┏━━

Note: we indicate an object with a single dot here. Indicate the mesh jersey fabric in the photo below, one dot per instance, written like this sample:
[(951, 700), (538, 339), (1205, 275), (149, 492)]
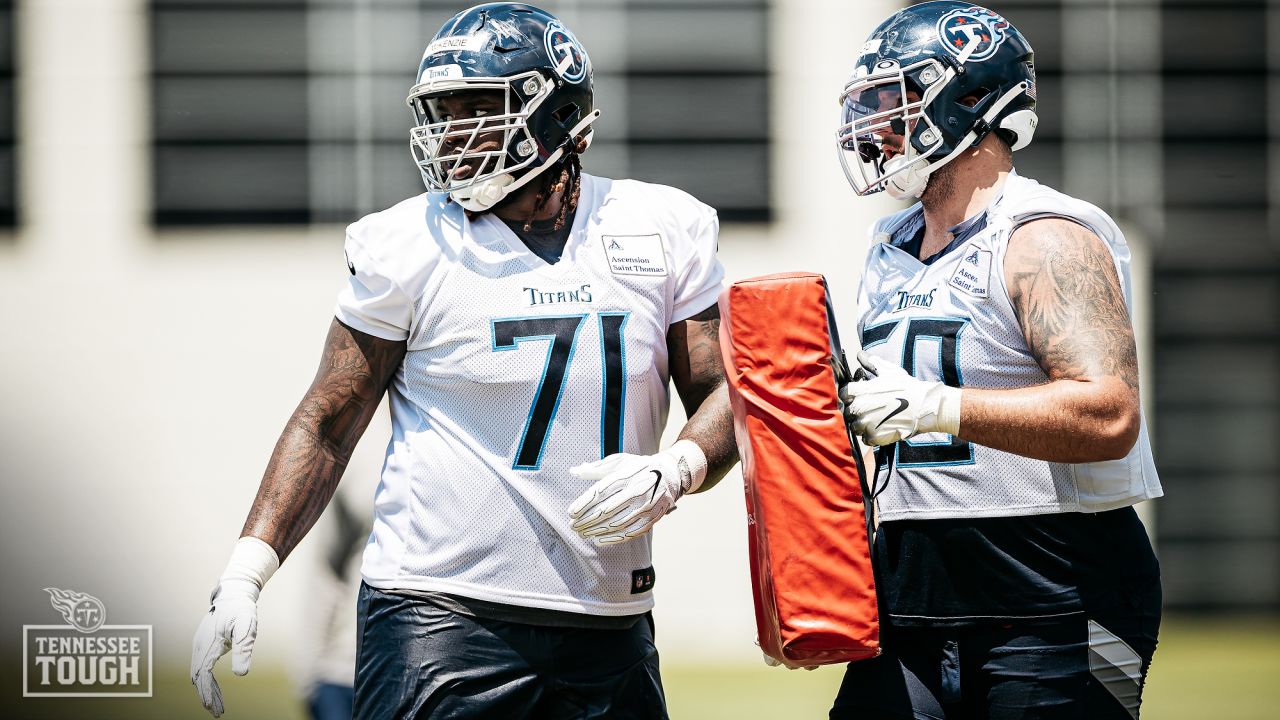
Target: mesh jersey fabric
[(517, 370)]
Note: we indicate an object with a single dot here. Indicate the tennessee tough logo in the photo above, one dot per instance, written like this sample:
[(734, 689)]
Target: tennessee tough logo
[(972, 33)]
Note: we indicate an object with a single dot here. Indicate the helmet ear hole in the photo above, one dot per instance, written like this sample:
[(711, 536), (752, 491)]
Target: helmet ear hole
[(1022, 126), (565, 114), (973, 99)]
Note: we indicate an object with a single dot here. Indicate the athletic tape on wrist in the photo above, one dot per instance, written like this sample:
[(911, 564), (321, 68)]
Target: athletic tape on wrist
[(251, 560), (689, 455)]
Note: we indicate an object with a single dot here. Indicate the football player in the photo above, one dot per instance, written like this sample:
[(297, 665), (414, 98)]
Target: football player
[(525, 318), (1000, 387)]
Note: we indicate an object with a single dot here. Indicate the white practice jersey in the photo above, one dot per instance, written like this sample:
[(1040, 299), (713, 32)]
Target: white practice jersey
[(952, 320), (516, 372)]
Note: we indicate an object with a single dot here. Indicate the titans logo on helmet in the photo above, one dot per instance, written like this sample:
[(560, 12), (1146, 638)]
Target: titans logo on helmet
[(566, 51), (972, 33)]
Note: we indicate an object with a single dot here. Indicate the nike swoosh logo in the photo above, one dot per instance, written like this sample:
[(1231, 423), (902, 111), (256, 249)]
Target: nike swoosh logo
[(657, 481), (901, 405)]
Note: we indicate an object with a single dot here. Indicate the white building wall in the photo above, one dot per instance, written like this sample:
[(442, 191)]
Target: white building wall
[(145, 378)]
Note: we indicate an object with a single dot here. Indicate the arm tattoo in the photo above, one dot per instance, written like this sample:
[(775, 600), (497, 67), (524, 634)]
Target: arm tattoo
[(698, 372), (1066, 295), (316, 443)]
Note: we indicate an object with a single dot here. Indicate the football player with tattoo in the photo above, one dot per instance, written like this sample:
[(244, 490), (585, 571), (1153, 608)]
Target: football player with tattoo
[(999, 384), (525, 318)]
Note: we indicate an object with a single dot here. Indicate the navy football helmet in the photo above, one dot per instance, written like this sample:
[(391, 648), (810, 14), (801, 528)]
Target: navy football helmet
[(542, 77), (931, 82)]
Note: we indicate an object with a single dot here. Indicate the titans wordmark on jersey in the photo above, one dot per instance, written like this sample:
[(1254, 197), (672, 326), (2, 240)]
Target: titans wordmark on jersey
[(517, 370), (952, 322)]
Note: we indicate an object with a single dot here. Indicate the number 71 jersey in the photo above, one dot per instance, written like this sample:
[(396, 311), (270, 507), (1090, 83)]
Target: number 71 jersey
[(952, 320), (517, 370)]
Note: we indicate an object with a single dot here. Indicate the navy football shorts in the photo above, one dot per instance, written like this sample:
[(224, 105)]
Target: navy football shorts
[(1083, 668), (416, 660)]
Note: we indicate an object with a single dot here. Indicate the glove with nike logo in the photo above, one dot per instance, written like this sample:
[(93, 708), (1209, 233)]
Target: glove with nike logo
[(631, 492), (891, 405), (231, 623)]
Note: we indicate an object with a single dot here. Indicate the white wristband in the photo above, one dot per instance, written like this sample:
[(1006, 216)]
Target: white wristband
[(690, 456), (251, 560)]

┗━━

The request - Write out every one of the records above word for word, leaving out the pictures.

Problem solution -
Note: we indicate an object with a single dot here. Indicate the mesh jersey fabric in the photo below, one dot per instance, written like this sample:
[(951, 700), (538, 339), (1205, 275), (149, 492)]
Target: mesh jersey fabric
[(517, 370)]
Note: we indicate an object with a single dot here. Indicate the tennessee tough logo in the photo above, one dot per instance, written like this sample:
[(734, 689)]
Target: tennessee tough logo
[(972, 33)]
Note: we indicate an object with a single dot here. Indicate the helmet ear hole in the photo above, one dot per instance, written like this sample:
[(711, 536), (752, 491)]
Target: helmet ear hole
[(1022, 126), (565, 114), (973, 99)]
Note: we indicate an object with a single dot here. Indicate the athletic tape on wrist in the photo above, one dot per instance, written like this sample:
[(911, 564), (321, 68)]
Target: athletic tape on wrist
[(251, 560), (689, 455)]
Note: we indicate an object with a single dot here. Indicate the football player in the photo above, one dot per instance, written like this sample:
[(297, 665), (414, 98)]
Target: football player
[(525, 318), (1000, 387)]
Note: we indicate an object with a single dot here. Indicate the white practice jersey in the photo above, one dot per instance, written like this sample:
[(1040, 299), (713, 32)]
Target: white practice jersey
[(952, 320), (516, 372)]
Note: we indicate an object with a single dot here. Indicate the titans logo on helmet in the photo above, one dot per instance, written like this sample:
[(560, 12), (1146, 638)]
Target: titans logo on helmet
[(566, 51), (972, 33)]
Note: we indicate an object with a single dot here. Indicate the nike swoosh logo in the photo above, one dot per instance, written like this sample:
[(1231, 423), (902, 111), (256, 249)]
Target: nike swoosh logo
[(657, 481), (901, 405)]
Note: we indicate an object with a single dot here. Indicate the white building wall in the photo above, one dot per instance, written like this sample:
[(442, 191)]
Target: white building wall
[(145, 378)]
Note: we indicate an object with a single dot here. Indicate the arm tattoo in the photo above, one dot per instance, written like this sample:
[(775, 600), (497, 67), (524, 634)]
Target: arm tattoo
[(698, 372), (1066, 295), (316, 443)]
Note: we indicate an object with a single dot here. Indicate the football player with tattoo in the photo above, one dot per instance, written like this sample:
[(244, 490), (585, 571), (1153, 608)]
Target: football player with tattoo
[(999, 384), (525, 318)]
Note: we indicate an object with a single dot here. Indicate the navy football helmet in the photo above, one dot per instance, written like this sample:
[(391, 648), (810, 14), (801, 528)]
Target: navy football helmet
[(542, 77), (931, 82)]
Note: we indicate an object with a single dot here. Indicate the titans wordmark on jersey in the photo above, one dot per instance, written like this sample:
[(1254, 197), (672, 326), (2, 240)]
Target: titans wordmark on jersey
[(517, 370), (952, 322)]
Note: we indicate an object with a single dot here. Indicate the number 71 jersey in the photo above, one dot per instance, written like this sample:
[(396, 311), (270, 507), (1090, 83)]
Target: number 71 jersey
[(952, 320), (517, 370)]
Note: we indicate an object with a single dot here. Indicate the navy football shorts in the photo above, one dot per instance, written like this sample:
[(224, 105)]
Target: navy football shorts
[(1083, 668), (416, 660)]
Note: we indicate an object with a single dot here. Indicate the glove with nike logo in the photo above, one dot per instance, written like this sample:
[(93, 708), (1209, 233)]
Target: glove with nike logo
[(631, 492), (891, 405), (231, 623)]
Note: we indicate an object with a single dot here. Indicate the white wristband in the photo above, one dot per instance, written like this sample:
[(1006, 216)]
Target: white wristband
[(690, 456), (251, 560)]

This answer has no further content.